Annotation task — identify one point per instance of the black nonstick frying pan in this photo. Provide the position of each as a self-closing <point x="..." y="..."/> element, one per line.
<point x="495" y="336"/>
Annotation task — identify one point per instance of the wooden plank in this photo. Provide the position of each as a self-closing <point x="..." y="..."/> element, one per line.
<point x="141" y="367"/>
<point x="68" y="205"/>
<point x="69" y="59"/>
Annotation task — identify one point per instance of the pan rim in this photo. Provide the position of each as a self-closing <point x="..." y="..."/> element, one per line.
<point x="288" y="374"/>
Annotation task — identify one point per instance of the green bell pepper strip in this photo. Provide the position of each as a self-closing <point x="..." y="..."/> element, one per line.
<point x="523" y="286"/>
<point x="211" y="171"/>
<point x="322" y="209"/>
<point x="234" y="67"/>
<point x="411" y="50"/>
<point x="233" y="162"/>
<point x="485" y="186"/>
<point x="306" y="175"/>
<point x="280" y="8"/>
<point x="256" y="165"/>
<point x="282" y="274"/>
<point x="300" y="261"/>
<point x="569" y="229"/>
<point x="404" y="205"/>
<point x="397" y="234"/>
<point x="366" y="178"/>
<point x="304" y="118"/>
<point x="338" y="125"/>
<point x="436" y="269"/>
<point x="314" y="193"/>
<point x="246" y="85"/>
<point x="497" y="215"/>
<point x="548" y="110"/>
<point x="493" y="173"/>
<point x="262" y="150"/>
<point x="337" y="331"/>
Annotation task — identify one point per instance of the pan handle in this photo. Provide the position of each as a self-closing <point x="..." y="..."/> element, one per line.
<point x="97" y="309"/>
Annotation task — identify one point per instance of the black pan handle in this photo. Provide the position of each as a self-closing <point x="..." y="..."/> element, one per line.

- _WHAT YOU ARE ASKED TO DO_:
In full and without error, retype the entries above.

- _YOUR SOLUTION_:
Annotation task — identify one point per instance of the black nonstick frying pan in this photo. Provide the position of each as a self-closing <point x="..." y="..."/> element, one per line.
<point x="495" y="336"/>
Annotation task — identify one point per instance of the wooden plank in this photo. Provide the position of each as a self-closing <point x="..." y="..."/> element, one per line.
<point x="141" y="367"/>
<point x="68" y="205"/>
<point x="69" y="59"/>
Annotation task — identify one point per instance of the pan rim in this photo. Provide the position of each as a self-closing <point x="..." y="..."/> element, one per line.
<point x="288" y="374"/>
Annotation task — identify one point per instance of the green bell pepper strip in this photo. Provide the position of each as a self-closing <point x="..." y="..."/> element, one per line.
<point x="523" y="286"/>
<point x="211" y="171"/>
<point x="322" y="209"/>
<point x="234" y="67"/>
<point x="411" y="50"/>
<point x="233" y="162"/>
<point x="485" y="186"/>
<point x="306" y="175"/>
<point x="280" y="8"/>
<point x="256" y="165"/>
<point x="282" y="274"/>
<point x="300" y="261"/>
<point x="569" y="229"/>
<point x="404" y="205"/>
<point x="397" y="234"/>
<point x="366" y="178"/>
<point x="304" y="118"/>
<point x="338" y="125"/>
<point x="436" y="269"/>
<point x="314" y="193"/>
<point x="246" y="85"/>
<point x="497" y="215"/>
<point x="548" y="110"/>
<point x="493" y="173"/>
<point x="262" y="150"/>
<point x="337" y="331"/>
Annotation task — identify one point per instance of the pan handle in this photo. Provide the position of each as a self-closing <point x="..." y="..."/> element, one per line.
<point x="97" y="309"/>
Annotation task — identify one point per instance of the black pan handle in this photo. Provide the position of each as a self-closing <point x="..." y="..."/> element, one per line.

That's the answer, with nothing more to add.